==== Passage

None are lost throughout this passage, from the starting with the calling all the way to the end of the glorifying, which is past tense, actually, and an interesting topic for another day. What I want to point out here is that all these things working together in our life, they’re for good, assuming that we are in Christ, that we are Christians. Even though they don’t feel good, they are ultimately for good, so that momentary light affliction that Paul mentions, somewhat sarcastically, because as we look at Paul’s life and understand it, his suffering wasn’t very light in the way we would characterize it. From an eternal perspective, from a spiritual perspective, it was light, and it was momentary.

However, what Romans 8 puts into context from 2 Corinthians is that the suffering was working together for Paul’s good. What does that “good” look like? It looks like conformity to the image of God’s Son; it looks like conformity to Christ. What is the end goal of the Christian life? To bring Glory to God and also to be conformed to the image of His Son, of Jesus. There’s not a lick of happiness described in here. I would say that if this is our perspective, we are much more likely to be happy, or joyous at least, in the times of trials and testing and suffering, than we are if our perspective is always on what feels good in the here and now. 

If our perspective is not eternal, if it’s not spiritual, if instead it’s earthly and immediate, we are not going to have the same level of happiness or joy. When we give up this idea and stop clinging to what is physical and momentary for the right now, and we look at the eternal and the immaterial, we actually gain that which we were trying to hold on to before. We gain the happiness and the joy now by letting go of trying to achieve it now, because we understand that everything that is important, that will ultimately bring us joy in an eternal sense, is gained in Christ.

========

*Task requirements:*
**a.** List every adjective that the passage on suffering uses to describe a perspective.
**b.** Continue the passage on suffering, picking up right after its final sentence.
The lines after this point are separate material, unrelated to the passage on suffering.

==== Excerpted data

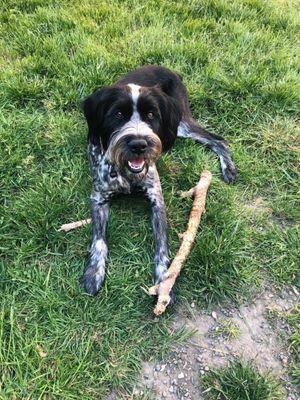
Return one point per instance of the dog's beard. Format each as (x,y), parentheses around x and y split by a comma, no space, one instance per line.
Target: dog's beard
(133,165)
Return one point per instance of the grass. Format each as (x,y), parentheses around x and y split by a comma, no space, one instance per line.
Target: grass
(239,61)
(240,381)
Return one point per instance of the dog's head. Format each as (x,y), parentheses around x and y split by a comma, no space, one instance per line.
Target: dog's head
(132,124)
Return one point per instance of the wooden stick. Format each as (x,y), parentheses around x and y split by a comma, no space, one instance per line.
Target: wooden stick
(163,289)
(74,225)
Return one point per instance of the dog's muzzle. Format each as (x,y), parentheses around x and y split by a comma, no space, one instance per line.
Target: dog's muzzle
(133,151)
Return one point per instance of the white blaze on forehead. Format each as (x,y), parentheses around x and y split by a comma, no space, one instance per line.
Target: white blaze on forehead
(135,92)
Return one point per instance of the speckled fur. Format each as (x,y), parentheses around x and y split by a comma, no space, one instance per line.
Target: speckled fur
(149,105)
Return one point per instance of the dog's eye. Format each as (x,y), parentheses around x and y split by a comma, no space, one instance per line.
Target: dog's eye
(119,115)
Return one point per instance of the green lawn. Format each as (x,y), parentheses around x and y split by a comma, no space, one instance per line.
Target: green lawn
(239,61)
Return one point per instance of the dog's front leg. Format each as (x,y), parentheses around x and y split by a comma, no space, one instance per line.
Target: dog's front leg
(159,226)
(95,272)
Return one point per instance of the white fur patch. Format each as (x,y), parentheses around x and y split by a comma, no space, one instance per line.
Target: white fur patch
(135,92)
(183,130)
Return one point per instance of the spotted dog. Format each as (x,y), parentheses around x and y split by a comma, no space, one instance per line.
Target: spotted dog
(129,125)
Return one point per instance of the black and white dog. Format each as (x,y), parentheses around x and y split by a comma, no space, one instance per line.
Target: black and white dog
(129,125)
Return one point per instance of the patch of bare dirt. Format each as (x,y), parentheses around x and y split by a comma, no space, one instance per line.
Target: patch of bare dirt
(219,337)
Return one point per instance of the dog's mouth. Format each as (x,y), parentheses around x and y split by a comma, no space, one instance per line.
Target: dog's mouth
(136,165)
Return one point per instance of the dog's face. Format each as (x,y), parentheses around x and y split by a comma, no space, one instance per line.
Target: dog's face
(133,124)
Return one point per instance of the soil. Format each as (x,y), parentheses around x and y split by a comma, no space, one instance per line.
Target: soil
(219,337)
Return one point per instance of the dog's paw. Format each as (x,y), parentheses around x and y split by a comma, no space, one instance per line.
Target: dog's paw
(229,173)
(92,280)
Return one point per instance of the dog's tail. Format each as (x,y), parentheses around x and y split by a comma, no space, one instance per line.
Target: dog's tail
(189,128)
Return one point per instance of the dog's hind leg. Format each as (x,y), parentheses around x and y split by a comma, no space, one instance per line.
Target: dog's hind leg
(191,129)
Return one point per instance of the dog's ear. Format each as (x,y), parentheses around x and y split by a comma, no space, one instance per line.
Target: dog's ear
(171,117)
(93,109)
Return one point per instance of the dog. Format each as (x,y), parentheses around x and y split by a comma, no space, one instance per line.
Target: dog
(130,124)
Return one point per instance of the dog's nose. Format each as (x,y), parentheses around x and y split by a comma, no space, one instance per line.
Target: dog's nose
(138,146)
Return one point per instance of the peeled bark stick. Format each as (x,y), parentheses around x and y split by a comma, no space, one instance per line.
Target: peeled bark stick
(163,289)
(74,225)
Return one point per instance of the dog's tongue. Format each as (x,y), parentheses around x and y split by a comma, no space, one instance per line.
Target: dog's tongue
(137,162)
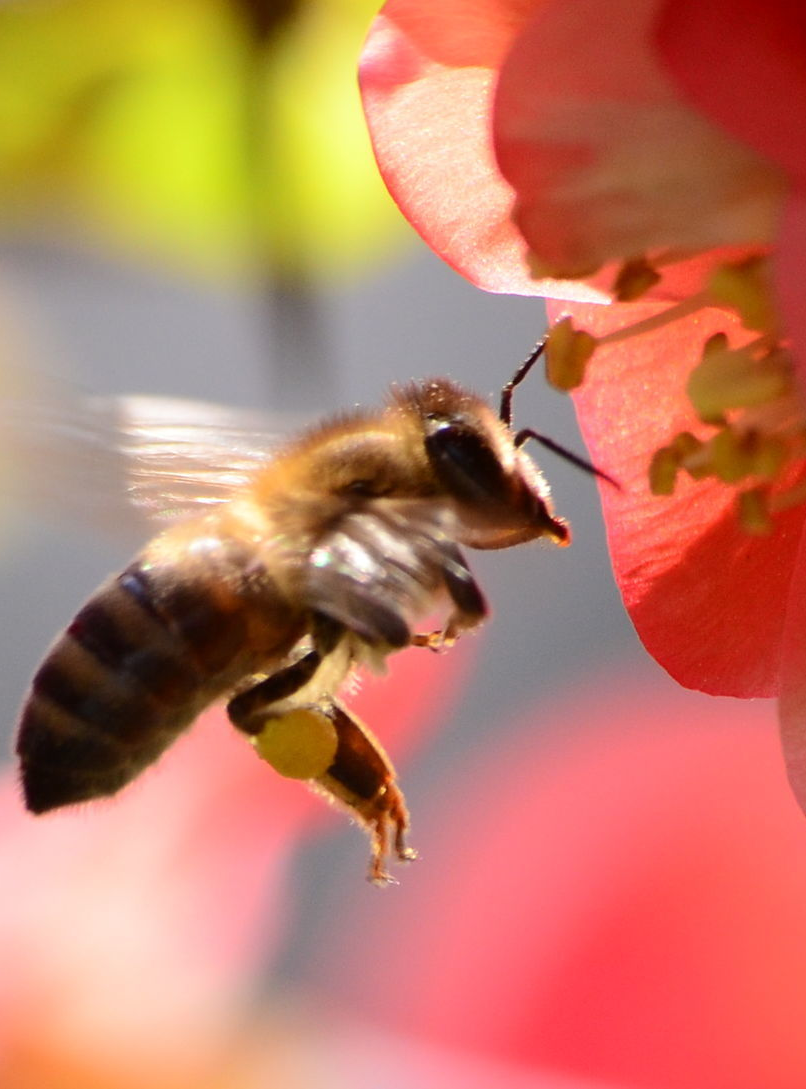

========

*Task-by-task outputs:*
**a.** eternal, spiritual, earthly, immediate

**b.**
How would I respond to the child who says, “Mom, Dad, don’t you want me to be happy?” “Well, I do, but I don’t want that happiness at the expense of your holiness. I don’t want you to have happiness at the expense of conformity to Christ; I want you to have happiness in what God delights in.” Paul says in Colossians that Everything that exists and has even been created, was created by, through, and for Christ, and that includes us. Our job, our place in this universe and in reality is to give God glory and honor, so that will result in our prime, utmost joy and happiness. As John Piper has said, “God is most glorified in us when we are most satisfied in Him.”

Son, or Daughter, whoever is asking the question, “I want you to be most satisfied in Christ. I don’t want your happiness to be momentary and light; I want it to be eternal and weighty, because of the Glory that is accruing for you as a result of pursuing spiritual things.” That’s the same thing I would say to any other Christian who is struggling with happiness versus holiness. 

I briefly want to address the non-Christian who would say, “Well, why are you opposing … ” let’s say, “same-sex marriage? Don’t you want there to be happiness?” Rob Bell’s actually said, We need same-sex marriage so more people can come to love each other, because love is a good thing. I won’t even begin to touch the absurdity of that statement at this point. I actually have addressed it, I think, in Episode 2, briefly.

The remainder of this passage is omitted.